(Texto de estudio):
◆ ◆ ◆ ◆ ◆ ◆ ◆

La belleza es la ausencia de dolor. Cuando un rostro conserva un 
nivel de fluctuaciones asimétricas netamente inferior al promedio –por 
la ausencia de malformaciones provocadas por enfermedades como la 
malaria–, despuntan los viejos principios de la armonía o la simetría, 
que el pensamiento de los humanos siempre identificó con la belleza.
Se sabe del valor único e inapreciable de la belleza, pero no siempre
 se ha querido evitar el dolor que la destruye o cuando menos mitiga. Se
 ha perseguido resueltamente la belleza en el arte o el diseño de las 
grandes ciudades, sin que se haya perseguido con el mismo tesón el dolor
 que la provoca.
Es más, hasta hace bien poco, la ignorancia o el desprecio del dolor 
constituía más bien un síntoma de la altura de miras e inteligencia de 
una persona. Cuando el dolor era insoportable, se acometían todo tipo de
 insensibilizaciones o atropellos biológicos relacionados con el 
tratamiento anestésico, causante de complicaciones biológicas 
innumerables. De ahí mi sorpresa, cuando en una visita programada al 
dentista de mi lugar de residencia, Pineda de Mar, me encontré con una 
nueva tecnología puesta en circulación, tentativamente, por un grupo de 
científicos. La propia dentista me invitó a probar y dar cuenta del 
resultado de una tecnología nueva destinada a 
modular el dolor inevitable de la intervención.

◆ ◆ ◆ ◆ ◆ ◆ ◆

(Preguntas de estudio):
1: Reproduce, sin cambiar nada, el pasaje del texto sobre la belleza y el dolor que va de "La belleza es" a "que la provoca.".
2: Prosigue el texto sobre la belleza y el dolor a partir de su última oración.

(Información proporcionada):
◆ ◆ ◆ ◆ ◆ ◆ ◆

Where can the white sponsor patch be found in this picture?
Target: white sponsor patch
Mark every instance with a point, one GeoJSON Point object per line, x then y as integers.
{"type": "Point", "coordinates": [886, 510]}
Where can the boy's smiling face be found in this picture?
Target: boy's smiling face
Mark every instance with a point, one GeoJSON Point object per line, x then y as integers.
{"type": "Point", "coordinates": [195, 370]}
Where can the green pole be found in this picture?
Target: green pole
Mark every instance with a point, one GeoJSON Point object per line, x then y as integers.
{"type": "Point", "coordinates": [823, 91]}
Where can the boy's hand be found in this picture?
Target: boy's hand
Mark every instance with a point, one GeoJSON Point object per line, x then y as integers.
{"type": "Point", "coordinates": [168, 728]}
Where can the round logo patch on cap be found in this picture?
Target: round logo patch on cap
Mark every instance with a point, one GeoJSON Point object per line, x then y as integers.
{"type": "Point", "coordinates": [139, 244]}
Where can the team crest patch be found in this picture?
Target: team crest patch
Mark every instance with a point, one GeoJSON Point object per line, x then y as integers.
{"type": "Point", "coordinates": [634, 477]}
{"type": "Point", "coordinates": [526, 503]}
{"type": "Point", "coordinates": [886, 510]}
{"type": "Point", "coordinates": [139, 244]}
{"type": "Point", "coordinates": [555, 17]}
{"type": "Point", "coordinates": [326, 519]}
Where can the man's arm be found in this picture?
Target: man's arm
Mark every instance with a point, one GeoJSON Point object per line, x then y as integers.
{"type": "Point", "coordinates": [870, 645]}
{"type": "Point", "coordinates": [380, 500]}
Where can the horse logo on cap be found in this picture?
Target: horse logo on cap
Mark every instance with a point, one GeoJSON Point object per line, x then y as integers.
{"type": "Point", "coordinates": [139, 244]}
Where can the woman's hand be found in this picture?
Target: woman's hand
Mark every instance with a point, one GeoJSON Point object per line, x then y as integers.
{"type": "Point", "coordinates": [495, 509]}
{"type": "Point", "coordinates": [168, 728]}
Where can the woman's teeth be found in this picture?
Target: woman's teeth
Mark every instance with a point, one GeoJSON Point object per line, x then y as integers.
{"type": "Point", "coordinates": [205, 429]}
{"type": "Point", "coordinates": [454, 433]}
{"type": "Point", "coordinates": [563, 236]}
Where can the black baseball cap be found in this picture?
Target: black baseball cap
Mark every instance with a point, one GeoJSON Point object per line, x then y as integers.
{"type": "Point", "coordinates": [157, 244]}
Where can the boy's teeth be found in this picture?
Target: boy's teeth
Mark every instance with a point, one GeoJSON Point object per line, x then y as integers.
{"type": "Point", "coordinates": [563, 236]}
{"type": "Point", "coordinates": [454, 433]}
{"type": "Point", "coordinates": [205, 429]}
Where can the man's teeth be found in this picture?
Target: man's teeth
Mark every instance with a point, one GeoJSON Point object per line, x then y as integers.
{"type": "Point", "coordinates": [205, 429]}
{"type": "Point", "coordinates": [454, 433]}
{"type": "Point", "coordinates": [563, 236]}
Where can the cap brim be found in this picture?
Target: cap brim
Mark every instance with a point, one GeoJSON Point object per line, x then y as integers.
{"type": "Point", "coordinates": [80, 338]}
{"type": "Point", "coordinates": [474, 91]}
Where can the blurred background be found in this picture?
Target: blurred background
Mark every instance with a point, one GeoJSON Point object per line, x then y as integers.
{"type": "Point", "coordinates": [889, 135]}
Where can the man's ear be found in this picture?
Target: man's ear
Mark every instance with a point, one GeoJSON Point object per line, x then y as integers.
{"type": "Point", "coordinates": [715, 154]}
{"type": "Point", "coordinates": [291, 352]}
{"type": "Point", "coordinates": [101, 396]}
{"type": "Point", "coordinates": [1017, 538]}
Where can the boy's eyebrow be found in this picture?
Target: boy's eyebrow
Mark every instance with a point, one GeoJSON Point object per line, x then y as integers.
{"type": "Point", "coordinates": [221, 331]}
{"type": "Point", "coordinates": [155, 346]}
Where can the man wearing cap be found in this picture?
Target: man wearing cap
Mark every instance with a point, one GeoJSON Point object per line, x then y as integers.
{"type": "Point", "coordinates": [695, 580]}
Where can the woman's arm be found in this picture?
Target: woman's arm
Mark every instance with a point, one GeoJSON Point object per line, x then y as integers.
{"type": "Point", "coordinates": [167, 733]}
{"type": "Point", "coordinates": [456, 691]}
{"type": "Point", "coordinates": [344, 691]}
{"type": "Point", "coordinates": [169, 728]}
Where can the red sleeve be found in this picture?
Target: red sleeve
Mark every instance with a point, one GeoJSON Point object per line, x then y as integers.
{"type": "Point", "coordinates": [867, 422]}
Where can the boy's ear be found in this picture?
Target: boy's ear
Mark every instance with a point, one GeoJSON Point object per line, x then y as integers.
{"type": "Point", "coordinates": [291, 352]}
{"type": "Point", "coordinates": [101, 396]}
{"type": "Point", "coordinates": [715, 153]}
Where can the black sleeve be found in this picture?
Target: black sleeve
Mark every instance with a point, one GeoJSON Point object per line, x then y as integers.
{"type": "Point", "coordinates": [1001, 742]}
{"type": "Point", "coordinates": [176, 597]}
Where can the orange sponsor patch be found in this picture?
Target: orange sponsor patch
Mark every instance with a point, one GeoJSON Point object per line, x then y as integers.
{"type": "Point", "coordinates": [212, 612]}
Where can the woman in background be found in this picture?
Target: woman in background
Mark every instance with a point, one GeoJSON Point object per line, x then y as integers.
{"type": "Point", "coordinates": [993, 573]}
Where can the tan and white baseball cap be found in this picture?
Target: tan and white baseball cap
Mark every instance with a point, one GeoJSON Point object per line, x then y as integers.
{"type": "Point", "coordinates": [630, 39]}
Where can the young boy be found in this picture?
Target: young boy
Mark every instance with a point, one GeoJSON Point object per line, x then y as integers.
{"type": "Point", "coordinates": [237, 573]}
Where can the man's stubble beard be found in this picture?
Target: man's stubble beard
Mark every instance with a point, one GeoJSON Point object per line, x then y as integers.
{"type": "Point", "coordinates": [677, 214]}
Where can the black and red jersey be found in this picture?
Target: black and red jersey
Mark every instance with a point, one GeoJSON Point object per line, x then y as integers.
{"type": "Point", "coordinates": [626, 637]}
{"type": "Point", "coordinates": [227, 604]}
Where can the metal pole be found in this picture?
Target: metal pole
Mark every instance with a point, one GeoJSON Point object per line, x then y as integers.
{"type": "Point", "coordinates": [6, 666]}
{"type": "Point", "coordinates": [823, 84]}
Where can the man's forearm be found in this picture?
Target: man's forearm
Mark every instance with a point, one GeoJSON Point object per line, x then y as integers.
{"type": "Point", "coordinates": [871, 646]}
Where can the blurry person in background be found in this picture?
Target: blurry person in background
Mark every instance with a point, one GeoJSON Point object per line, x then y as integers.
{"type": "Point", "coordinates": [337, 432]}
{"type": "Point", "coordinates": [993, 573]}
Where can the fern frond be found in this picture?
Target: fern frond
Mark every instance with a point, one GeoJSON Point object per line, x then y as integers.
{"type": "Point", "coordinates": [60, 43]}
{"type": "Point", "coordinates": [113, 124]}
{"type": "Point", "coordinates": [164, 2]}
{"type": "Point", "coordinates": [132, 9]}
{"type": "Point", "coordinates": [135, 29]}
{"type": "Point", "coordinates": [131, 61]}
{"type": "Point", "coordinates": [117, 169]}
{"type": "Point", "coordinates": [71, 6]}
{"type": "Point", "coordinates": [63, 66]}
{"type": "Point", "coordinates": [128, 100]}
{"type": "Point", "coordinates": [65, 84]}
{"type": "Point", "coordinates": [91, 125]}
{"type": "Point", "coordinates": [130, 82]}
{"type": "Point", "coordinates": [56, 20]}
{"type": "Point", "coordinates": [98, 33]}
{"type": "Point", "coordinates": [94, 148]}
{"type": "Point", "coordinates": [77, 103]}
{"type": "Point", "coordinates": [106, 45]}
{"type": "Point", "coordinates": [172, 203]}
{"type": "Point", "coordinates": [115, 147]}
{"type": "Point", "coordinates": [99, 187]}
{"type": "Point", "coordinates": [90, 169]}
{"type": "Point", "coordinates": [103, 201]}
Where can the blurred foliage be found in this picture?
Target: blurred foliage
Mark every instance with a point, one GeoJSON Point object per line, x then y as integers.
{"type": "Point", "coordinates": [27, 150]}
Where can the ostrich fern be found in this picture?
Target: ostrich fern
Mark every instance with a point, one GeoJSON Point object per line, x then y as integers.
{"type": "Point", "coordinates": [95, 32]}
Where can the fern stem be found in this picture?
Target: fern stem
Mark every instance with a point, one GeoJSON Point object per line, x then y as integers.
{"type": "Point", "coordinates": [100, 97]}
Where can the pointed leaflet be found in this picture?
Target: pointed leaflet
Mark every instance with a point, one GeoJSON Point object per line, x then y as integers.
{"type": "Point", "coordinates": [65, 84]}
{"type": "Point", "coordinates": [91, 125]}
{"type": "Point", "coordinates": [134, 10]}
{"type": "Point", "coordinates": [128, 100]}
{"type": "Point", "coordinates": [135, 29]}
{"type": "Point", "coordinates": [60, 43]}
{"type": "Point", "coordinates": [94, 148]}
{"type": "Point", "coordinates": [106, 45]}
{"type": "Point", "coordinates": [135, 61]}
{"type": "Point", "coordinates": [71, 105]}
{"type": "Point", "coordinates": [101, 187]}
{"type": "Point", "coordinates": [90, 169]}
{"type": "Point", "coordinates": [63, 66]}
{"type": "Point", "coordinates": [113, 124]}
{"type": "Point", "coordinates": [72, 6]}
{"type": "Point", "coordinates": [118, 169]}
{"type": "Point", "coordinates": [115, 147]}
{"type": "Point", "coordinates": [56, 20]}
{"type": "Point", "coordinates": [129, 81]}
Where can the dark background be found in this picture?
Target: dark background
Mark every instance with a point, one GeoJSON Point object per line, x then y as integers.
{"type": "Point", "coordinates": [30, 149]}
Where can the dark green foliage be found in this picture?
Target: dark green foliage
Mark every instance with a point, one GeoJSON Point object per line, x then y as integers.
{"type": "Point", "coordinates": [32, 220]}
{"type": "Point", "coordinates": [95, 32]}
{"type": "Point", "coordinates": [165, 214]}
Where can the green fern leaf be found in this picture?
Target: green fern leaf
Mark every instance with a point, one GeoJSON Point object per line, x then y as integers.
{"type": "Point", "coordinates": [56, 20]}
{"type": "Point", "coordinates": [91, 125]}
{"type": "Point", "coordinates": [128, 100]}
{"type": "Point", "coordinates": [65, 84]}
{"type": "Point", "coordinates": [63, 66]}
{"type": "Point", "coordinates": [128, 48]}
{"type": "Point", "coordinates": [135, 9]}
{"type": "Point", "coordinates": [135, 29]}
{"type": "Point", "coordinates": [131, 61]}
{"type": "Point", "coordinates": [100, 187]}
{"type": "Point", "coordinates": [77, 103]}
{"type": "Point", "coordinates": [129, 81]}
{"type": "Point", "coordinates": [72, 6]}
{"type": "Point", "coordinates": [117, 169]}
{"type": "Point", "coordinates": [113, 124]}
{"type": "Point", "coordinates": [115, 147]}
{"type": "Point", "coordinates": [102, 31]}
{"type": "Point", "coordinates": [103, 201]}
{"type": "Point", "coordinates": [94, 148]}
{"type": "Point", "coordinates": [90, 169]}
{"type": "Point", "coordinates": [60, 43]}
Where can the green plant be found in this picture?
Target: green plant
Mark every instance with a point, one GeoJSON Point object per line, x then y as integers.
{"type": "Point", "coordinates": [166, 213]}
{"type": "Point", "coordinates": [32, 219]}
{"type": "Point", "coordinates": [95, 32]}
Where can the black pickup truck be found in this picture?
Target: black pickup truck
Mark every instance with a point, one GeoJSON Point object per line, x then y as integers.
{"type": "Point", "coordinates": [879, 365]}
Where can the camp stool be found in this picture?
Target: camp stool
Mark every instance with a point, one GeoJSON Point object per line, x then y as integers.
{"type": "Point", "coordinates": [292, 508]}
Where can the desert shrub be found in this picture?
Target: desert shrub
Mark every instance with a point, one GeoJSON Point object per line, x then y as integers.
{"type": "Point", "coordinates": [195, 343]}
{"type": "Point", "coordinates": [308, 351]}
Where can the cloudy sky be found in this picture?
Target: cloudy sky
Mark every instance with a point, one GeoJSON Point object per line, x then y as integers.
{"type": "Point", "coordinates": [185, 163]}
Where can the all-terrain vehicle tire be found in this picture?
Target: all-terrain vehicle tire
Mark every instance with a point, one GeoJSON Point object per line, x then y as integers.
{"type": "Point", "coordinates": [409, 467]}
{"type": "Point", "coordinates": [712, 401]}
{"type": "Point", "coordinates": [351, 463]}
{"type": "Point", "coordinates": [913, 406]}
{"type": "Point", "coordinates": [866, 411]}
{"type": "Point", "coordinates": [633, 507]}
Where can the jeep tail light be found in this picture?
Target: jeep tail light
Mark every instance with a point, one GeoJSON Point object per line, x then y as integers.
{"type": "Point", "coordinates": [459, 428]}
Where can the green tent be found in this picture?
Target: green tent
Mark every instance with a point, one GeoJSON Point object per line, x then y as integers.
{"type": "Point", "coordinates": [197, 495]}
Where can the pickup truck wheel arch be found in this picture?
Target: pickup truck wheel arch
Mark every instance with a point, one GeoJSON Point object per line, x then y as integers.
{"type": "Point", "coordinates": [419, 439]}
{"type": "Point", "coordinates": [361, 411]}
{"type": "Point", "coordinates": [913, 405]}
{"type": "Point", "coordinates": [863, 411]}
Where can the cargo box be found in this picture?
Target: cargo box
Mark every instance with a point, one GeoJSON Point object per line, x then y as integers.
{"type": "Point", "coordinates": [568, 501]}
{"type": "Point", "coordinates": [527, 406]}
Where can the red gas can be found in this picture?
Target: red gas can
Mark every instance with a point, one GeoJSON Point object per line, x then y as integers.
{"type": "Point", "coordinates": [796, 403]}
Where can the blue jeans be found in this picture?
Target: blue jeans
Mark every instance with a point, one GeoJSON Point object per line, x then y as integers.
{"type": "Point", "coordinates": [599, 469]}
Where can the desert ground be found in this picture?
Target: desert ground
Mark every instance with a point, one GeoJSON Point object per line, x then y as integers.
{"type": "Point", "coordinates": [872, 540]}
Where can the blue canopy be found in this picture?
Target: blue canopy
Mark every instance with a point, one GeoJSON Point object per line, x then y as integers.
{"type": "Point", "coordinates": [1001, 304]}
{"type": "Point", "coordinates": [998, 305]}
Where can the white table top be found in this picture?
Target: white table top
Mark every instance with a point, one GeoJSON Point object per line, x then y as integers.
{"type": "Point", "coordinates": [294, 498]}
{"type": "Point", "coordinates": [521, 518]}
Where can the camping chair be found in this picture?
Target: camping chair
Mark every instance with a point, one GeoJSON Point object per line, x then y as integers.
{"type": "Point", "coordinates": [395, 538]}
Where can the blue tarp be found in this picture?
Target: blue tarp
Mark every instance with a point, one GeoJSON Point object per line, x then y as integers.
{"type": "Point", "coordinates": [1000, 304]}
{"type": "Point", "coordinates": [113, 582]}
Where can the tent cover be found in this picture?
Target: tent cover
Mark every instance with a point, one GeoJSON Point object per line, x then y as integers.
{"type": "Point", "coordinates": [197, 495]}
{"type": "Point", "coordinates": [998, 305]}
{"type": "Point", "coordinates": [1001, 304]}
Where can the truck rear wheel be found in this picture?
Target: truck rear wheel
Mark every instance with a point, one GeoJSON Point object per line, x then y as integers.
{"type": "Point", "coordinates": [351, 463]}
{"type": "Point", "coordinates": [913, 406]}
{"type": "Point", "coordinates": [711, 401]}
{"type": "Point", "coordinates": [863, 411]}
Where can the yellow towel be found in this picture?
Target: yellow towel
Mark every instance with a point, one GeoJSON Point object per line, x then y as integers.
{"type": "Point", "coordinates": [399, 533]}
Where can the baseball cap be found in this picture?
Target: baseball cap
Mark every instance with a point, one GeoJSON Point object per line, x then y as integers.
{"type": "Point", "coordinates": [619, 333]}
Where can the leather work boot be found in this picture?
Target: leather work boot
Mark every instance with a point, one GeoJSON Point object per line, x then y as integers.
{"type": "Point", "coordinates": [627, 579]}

◆ ◆ ◆ ◆ ◆ ◆ ◆

(Respuestas de actividades):
1:
La belleza es la ausencia de dolor. Cuando un rostro conserva un 
nivel de fluctuaciones asimétricas netamente inferior al promedio –por 
la ausencia de malformaciones provocadas por enfermedades como la 
malaria–, despuntan los viejos principios de la armonía o la simetría, 
que el pensamiento de los humanos siempre identificó con la belleza.
Se sabe del valor único e inapreciable de la belleza, pero no siempre
 se ha querido evitar el dolor que la destruye o cuando menos mitiga. Se
 ha perseguido resueltamente la belleza en el arte o el diseño de las 
grandes ciudades, sin que se haya perseguido con el mismo tesón el dolor
 que la provoca.

2:
Se trataba de un instrumento óptico en forma de lentes que el 
paciente se colocaba a medida que se iba reclinando en el sillón 
ortopédico que yo asimilo a un reducto de la tortura. Me sometí con 
curiosidad a la prueba. En el laboratorio había podido experimentar la 
incapacidad del ser humano para desviar su atención cuando está presa de
 algo que le afecta directamente; es de sobra conocido el experimento en
 el que un porcentaje apreciable de alumnos no se enteran del paso por 
medio de la clase de un chimpancé. Se trataba de explicar a los alumnos 
la fijación sobreexcitada de la mente producida por un estímulo y su 
consiguiente dificultad en desviar la atención de la persona o el 
colectivo implicado.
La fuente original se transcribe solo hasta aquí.